● Exercise goal
Which lines of the material below contain the string "bottom"? Collect each of them, copied in full.

------------

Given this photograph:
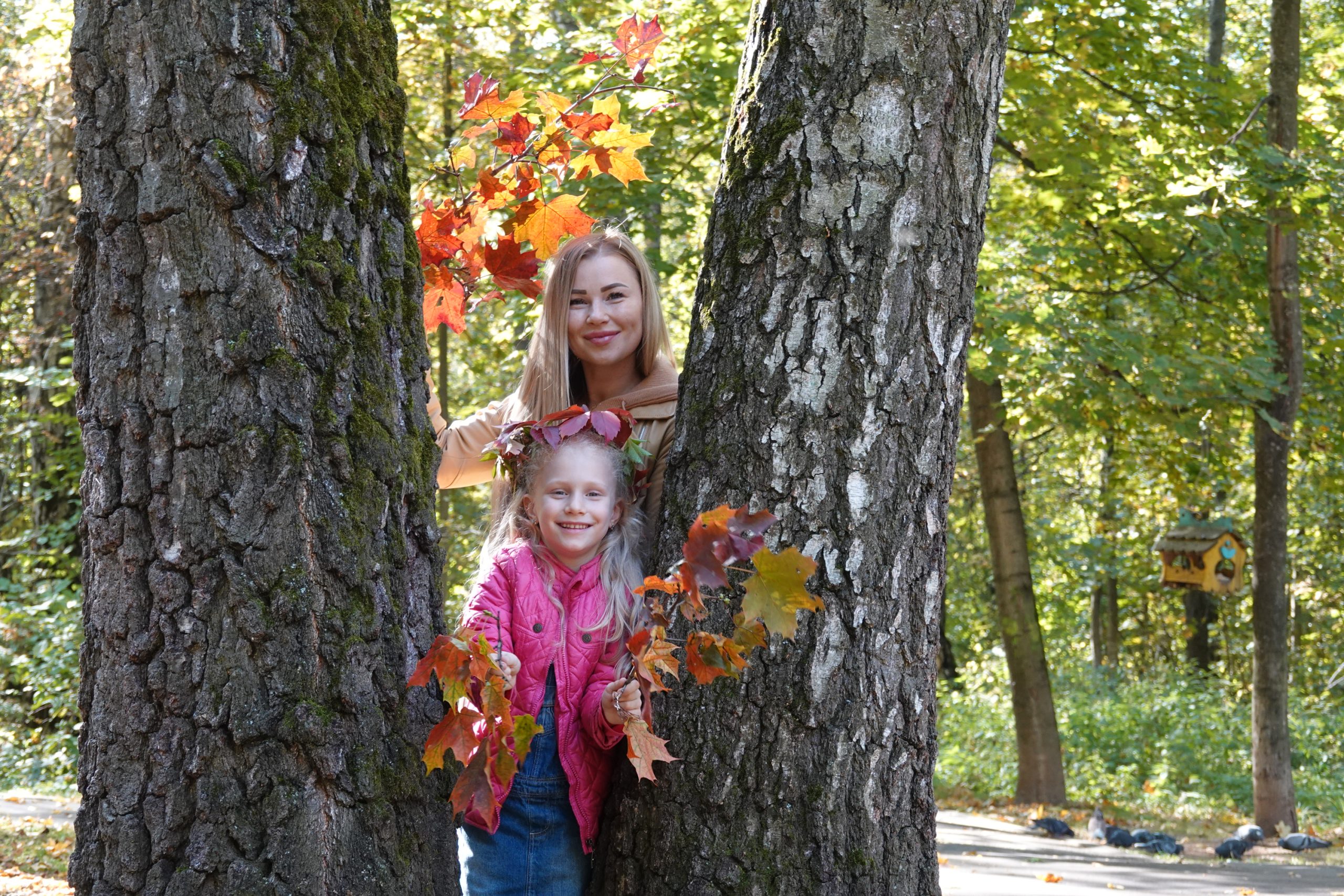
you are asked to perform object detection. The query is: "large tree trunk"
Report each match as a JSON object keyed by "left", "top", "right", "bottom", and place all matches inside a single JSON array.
[
  {"left": 595, "top": 0, "right": 1011, "bottom": 896},
  {"left": 967, "top": 376, "right": 1065, "bottom": 803},
  {"left": 70, "top": 0, "right": 456, "bottom": 896},
  {"left": 28, "top": 71, "right": 75, "bottom": 533},
  {"left": 1251, "top": 0, "right": 1303, "bottom": 830}
]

------------

● Response
Report each match as a JSON object keyed by "left", "top", "right", "bottom", and place all matches inside a single JSON array.
  {"left": 595, "top": 0, "right": 1011, "bottom": 896},
  {"left": 967, "top": 376, "right": 1065, "bottom": 803},
  {"left": 70, "top": 0, "right": 456, "bottom": 896},
  {"left": 28, "top": 71, "right": 75, "bottom": 533},
  {"left": 1251, "top": 0, "right": 1303, "bottom": 830}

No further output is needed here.